Write out the passage on the Soviet Union national baseball team below word for word, from "The Soviet team" to "promotion to Pool A.".

## EXCERPTED PASSAGE
>>>

Information
- Country: Soviet Union
- Federation: Baseball, Softball and Lapta Federation of the Soviet Union
- Confederation: Confederation of European Baseball
- Manager: Vladimir Bogatyrev

Uniforms
| Home | Away |

Intercontinental Cup
- Appearances: 1 (first in 1991)
- Best result: 9th (1991)

European Championship
- Appearances: 1 (first in 1991)
- Best result: 6th (1991)

= Soviet Union national baseball team =

The Soviet Union national baseball team represented the Soviet Union in international baseball competitions. The team was established in 1987 and was disbanded after the dissolution of the Soviet Union in December 1991.

During its brief existence, the team participated in only three major international tournaments: the 1990 Goodwill Games, where it finished eighth, the 1991 Intercontinental Cup, where it placed ninth, and the 1991 European Baseball Championship, where it finished sixth.

==History==
Baseball was first introduced to the Soviet Union in the 1930s by migrants from the United States and Europe. However, the sport was officially recognized in 1987 with the establishment of the Baseball, Softball and Lapta Federation of the Soviet Union. The Soviet Union national baseball team played its first unofficial game against Nicaragua on 15 August 1987 in Kyiv, losing 0–22. The following year, on 23 January 1988, the Soviet Union became a member of the Confederation of European Baseball (CEB) during the organization's congress in Paris.

The Soviet team competed in its first international tournament at the 1990 Goodwill Games, held in Seattle. The Soviet Union lost all of its games and scored only five runs. In the opening round, they lost 0–17 to the United States, 1–9 to Mexico and 0–14 to Japan. In the classification games, they lost 0–13 to Puerto Rico and once more to Mexico 4–14, finishing in last position.

In August 1990, the team went undefeated in Pool B of the European Baseball Championship, contested in Parma, securing its place at the 1991 European Baseball Championship. During the first round of the tournament, the Soviets defeated Czechoslovakia, Poland and Switzerland. The USSR then overcame Yugoslavia in the semifinals and Germany in the final, earning promotion to Pool A.

<<<

(Segmentation data)
>>>

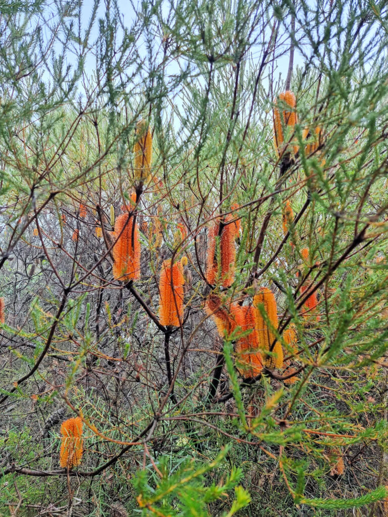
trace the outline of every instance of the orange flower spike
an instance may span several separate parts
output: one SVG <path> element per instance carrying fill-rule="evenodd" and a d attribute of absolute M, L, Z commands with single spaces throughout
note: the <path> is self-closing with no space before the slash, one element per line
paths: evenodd
<path fill-rule="evenodd" d="M 5 315 L 4 314 L 4 311 L 5 309 L 5 302 L 4 301 L 4 298 L 2 297 L 0 298 L 0 323 L 4 324 L 5 322 Z"/>
<path fill-rule="evenodd" d="M 226 218 L 226 222 L 233 219 L 231 215 Z M 221 275 L 222 285 L 229 287 L 234 280 L 235 263 L 236 261 L 236 238 L 234 224 L 227 224 L 221 234 Z"/>
<path fill-rule="evenodd" d="M 285 93 L 280 94 L 279 96 L 279 100 L 282 101 L 283 103 L 288 104 L 291 109 L 289 111 L 284 110 L 280 114 L 279 108 L 276 106 L 274 107 L 274 140 L 275 148 L 278 153 L 281 155 L 282 153 L 282 145 L 284 142 L 283 127 L 287 126 L 293 127 L 297 122 L 297 116 L 296 111 L 296 100 L 292 92 L 288 90 Z M 276 103 L 276 101 L 275 101 Z M 297 146 L 294 146 L 294 152 L 296 153 L 297 150 Z"/>
<path fill-rule="evenodd" d="M 165 260 L 159 282 L 159 320 L 161 325 L 180 326 L 183 318 L 184 283 L 181 263 L 171 265 L 171 260 Z"/>
<path fill-rule="evenodd" d="M 259 304 L 264 305 L 267 316 L 275 328 L 278 327 L 277 307 L 275 295 L 268 287 L 261 287 L 258 294 L 253 298 L 253 305 L 257 307 Z M 273 332 L 267 327 L 259 310 L 257 310 L 258 331 L 260 346 L 265 350 L 268 350 L 275 339 Z"/>
<path fill-rule="evenodd" d="M 114 236 L 117 242 L 112 250 L 113 276 L 125 281 L 138 280 L 140 277 L 140 242 L 137 222 L 133 229 L 133 217 L 128 220 L 128 214 L 119 216 L 115 222 Z"/>
<path fill-rule="evenodd" d="M 81 463 L 82 447 L 82 421 L 79 417 L 69 418 L 61 426 L 62 435 L 59 453 L 59 464 L 65 468 L 72 468 Z"/>
<path fill-rule="evenodd" d="M 152 161 L 152 134 L 146 120 L 138 122 L 136 138 L 133 146 L 135 178 L 144 181 L 151 174 Z"/>
<path fill-rule="evenodd" d="M 236 344 L 236 353 L 237 355 L 237 368 L 242 375 L 245 376 L 254 377 L 259 375 L 263 369 L 261 354 L 258 351 L 259 343 L 258 331 L 256 328 L 256 310 L 253 306 L 238 308 L 237 318 L 242 330 L 244 331 L 251 330 L 248 336 L 239 339 Z M 236 309 L 234 310 L 234 312 Z"/>
<path fill-rule="evenodd" d="M 221 248 L 221 282 L 225 287 L 229 287 L 234 280 L 236 248 L 235 226 L 229 222 L 233 220 L 231 214 L 225 218 L 221 232 L 220 246 Z M 206 278 L 210 284 L 216 283 L 218 272 L 216 253 L 216 238 L 219 232 L 219 223 L 216 223 L 209 230 L 209 245 L 206 264 Z"/>
<path fill-rule="evenodd" d="M 257 307 L 259 304 L 264 306 L 264 309 L 270 320 L 271 326 L 277 329 L 278 322 L 277 318 L 277 306 L 275 295 L 268 287 L 261 287 L 258 294 L 253 298 L 253 305 Z M 257 330 L 260 347 L 263 350 L 268 351 L 270 347 L 275 339 L 275 334 L 271 328 L 266 324 L 260 311 L 257 309 Z M 283 365 L 283 349 L 281 344 L 276 341 L 272 349 L 273 356 L 268 356 L 266 359 L 266 366 L 269 368 L 281 368 Z"/>
<path fill-rule="evenodd" d="M 82 217 L 84 219 L 86 217 L 87 214 L 87 211 L 86 210 L 86 207 L 84 205 L 83 205 L 82 203 L 80 203 L 80 217 Z"/>
<path fill-rule="evenodd" d="M 206 276 L 210 284 L 214 285 L 216 283 L 217 264 L 215 256 L 216 253 L 216 237 L 218 235 L 218 224 L 213 224 L 208 231 L 208 244 L 206 260 Z"/>
<path fill-rule="evenodd" d="M 181 232 L 181 235 L 182 236 L 181 240 L 184 240 L 187 236 L 187 230 L 186 230 L 186 226 L 183 223 L 178 223 L 176 225 L 176 227 Z"/>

<<<

## ANSWER TO THE PROBLEM
The Soviet team competed in its first international tournament at the 1990 Goodwill Games, held in Seattle. The Soviet Union lost all of its games and scored only five runs. In the opening round, they lost 0–17 to the United States, 1–9 to Mexico and 0–14 to Japan. In the classification games, they lost 0–13 to Puerto Rico and once more to Mexico 4–14, finishing in last position.

In August 1990, the team went undefeated in Pool B of the European Baseball Championship, contested in Parma, securing its place at the 1991 European Baseball Championship. During the first round of the tournament, the Soviets defeated Czechoslovakia, Poland and Switzerland. The USSR then overcame Yugoslavia in the semifinals and Germany in the final, earning promotion to Pool A.